■ Exercise objective ■
Output everything in the listing exactly, with no line missing.

■ Data section ■
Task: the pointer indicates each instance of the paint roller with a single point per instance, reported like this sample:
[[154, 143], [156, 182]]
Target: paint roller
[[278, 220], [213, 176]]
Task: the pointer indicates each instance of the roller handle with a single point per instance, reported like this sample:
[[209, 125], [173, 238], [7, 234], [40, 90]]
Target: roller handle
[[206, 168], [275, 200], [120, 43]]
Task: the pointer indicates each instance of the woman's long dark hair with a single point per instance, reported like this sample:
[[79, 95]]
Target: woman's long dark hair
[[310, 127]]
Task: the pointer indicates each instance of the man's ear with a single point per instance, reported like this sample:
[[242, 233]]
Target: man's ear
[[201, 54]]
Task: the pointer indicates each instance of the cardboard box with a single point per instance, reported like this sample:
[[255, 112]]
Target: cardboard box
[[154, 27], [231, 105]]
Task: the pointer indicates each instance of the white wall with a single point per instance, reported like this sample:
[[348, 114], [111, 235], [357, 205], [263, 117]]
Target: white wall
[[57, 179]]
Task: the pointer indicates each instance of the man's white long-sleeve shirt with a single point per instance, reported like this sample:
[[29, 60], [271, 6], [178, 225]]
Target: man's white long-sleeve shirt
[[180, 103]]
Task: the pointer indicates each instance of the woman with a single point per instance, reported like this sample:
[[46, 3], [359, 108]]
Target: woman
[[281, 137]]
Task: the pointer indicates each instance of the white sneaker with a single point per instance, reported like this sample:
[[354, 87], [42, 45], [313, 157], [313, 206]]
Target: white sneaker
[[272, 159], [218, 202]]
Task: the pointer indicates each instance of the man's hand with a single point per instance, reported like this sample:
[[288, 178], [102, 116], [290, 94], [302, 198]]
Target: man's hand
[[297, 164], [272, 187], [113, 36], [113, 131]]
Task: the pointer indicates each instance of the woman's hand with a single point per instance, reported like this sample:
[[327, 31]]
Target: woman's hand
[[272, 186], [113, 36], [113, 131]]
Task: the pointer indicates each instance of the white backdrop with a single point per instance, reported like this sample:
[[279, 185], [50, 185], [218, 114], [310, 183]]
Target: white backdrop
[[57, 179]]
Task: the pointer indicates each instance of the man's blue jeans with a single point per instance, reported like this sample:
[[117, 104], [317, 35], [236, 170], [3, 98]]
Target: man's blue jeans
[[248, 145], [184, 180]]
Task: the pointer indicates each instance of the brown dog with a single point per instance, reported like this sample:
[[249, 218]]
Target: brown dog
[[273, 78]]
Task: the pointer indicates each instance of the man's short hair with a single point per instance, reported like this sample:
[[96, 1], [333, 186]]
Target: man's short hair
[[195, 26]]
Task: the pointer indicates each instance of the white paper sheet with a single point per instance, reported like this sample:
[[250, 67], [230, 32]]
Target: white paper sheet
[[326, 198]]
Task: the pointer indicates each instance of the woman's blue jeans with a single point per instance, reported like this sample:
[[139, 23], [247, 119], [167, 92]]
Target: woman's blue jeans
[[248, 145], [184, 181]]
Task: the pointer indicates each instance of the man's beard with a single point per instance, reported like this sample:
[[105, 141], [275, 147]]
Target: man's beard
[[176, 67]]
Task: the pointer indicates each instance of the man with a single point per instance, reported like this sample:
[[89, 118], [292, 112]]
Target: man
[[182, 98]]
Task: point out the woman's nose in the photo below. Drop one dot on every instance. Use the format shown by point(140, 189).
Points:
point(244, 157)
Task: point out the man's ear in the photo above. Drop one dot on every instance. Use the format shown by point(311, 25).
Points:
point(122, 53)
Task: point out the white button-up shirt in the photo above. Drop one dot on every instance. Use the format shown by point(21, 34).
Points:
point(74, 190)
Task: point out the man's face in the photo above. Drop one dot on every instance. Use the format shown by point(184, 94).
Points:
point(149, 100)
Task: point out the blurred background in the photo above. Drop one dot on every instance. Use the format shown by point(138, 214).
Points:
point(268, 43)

■ Response for this exercise ■
Task: the pointer indicates each instance of the paint roller with a single point per instance, reported like this sample:
[[154, 143], [156, 182]]
Target: paint roller
[[278, 220], [213, 176]]
Task: the pointer indicates each instance of the roller handle with a single point per instance, reported like this sample:
[[209, 125], [173, 238], [7, 234], [40, 90]]
Target: roller handle
[[206, 168], [275, 200], [120, 43]]
Task: the pointer indicates each instance of the woman's long dark hair with a single point per instance, reported like this sample:
[[79, 95]]
Target: woman's long dark hair
[[310, 127]]
Task: the pointer indicates each instance of the man's ear with a single point per instance, reported like this sample:
[[242, 233]]
Target: man's ear
[[201, 54]]
Task: the pointer indicates each instance of the cardboard box with a single point per instance, reported like this sample:
[[255, 112]]
Target: cardboard box
[[154, 27], [231, 105]]
Task: the pointer indicates each instance of the white wall with a single point per instance, reported like this sample:
[[348, 114], [111, 235], [357, 205], [263, 117]]
Target: white wall
[[57, 179]]
Task: the pointer indicates each instance of the man's white long-sleeve shirt with a single point per instance, reported like this sample:
[[29, 60], [271, 6], [178, 225]]
Target: man's white long-sleeve shirt
[[180, 103]]
Task: the pointer indicates each instance of the woman with a single point per instance, reported like this sample:
[[46, 3], [359, 108]]
Target: woman
[[281, 137]]
Task: the pointer indicates each instance of the white sneaker with a single point per instance, reported like this sample:
[[354, 87], [42, 45], [313, 157], [313, 206]]
Target: white sneaker
[[272, 159], [218, 202]]
Task: the pointer indicates each instance of the man's hand with a single point per instance, reported like this sample:
[[288, 178], [102, 116], [290, 94], [302, 198]]
Target: man's hand
[[297, 164], [272, 187], [113, 36], [113, 131]]
Task: the pointer indicates each instance of the woman's hand with a single point per instance, reported like this sample:
[[327, 31]]
Target: woman's hand
[[272, 186], [113, 36], [113, 131]]
Task: the pointer indicates each instance of the white backdrop with a single point per instance, reported like this sample:
[[279, 185], [50, 185], [218, 114], [310, 183]]
Target: white backdrop
[[57, 179]]
Task: the pointer indicates each instance of the man's blue jeans with a single point per instance, reported like this sample:
[[117, 104], [317, 35], [236, 170], [3, 98]]
Target: man's blue jeans
[[248, 145], [184, 180]]
Task: the pointer indicates each instance of the brown dog with a single point per instance, reported like this sample:
[[249, 218]]
Target: brown dog
[[273, 78]]
Task: the pointer indicates each instance of the man's short hair with a single point per instance, reported like this sample:
[[96, 1], [333, 186]]
Target: man's short hair
[[195, 26]]
Task: the pointer indicates each instance of the white paper sheet with a single point per instance, reported like this sample:
[[250, 67], [230, 32]]
Target: white paper sheet
[[326, 198]]
Task: the pointer indicates each instance of the woman's blue jeans with a single point per instance, reported like this sample:
[[139, 23], [247, 119], [167, 92]]
Target: woman's blue jeans
[[248, 145], [184, 181]]
Task: the pointer indicates each instance of the man's beard with a single point per instance, reported like this sample:
[[105, 141], [275, 147]]
Target: man's beard
[[176, 67]]
Task: the pointer indicates each instance of the man with a single point per instance, reported like this sample:
[[89, 118], [292, 112]]
Target: man
[[182, 98]]
Task: point out the woman's nose in the photo below. Drop one dot on every instance. Use the format shown by point(140, 189).
Points:
point(244, 157)
Task: point out the man's ear in the photo above. Drop one dot on every instance. Use the format shown by point(311, 25).
Points:
point(122, 53)
Task: point out the white button-up shirt in the photo above. Drop one dot on every instance. Use the format shown by point(21, 34).
Points:
point(74, 190)
Task: point out the man's face in the photo above. Drop one dot on every instance. Use the format shown by point(184, 94).
Points:
point(149, 100)
Task: point out the blurred background in the photo above. Drop one dot on every instance. Use the format shown by point(138, 214).
Points:
point(268, 43)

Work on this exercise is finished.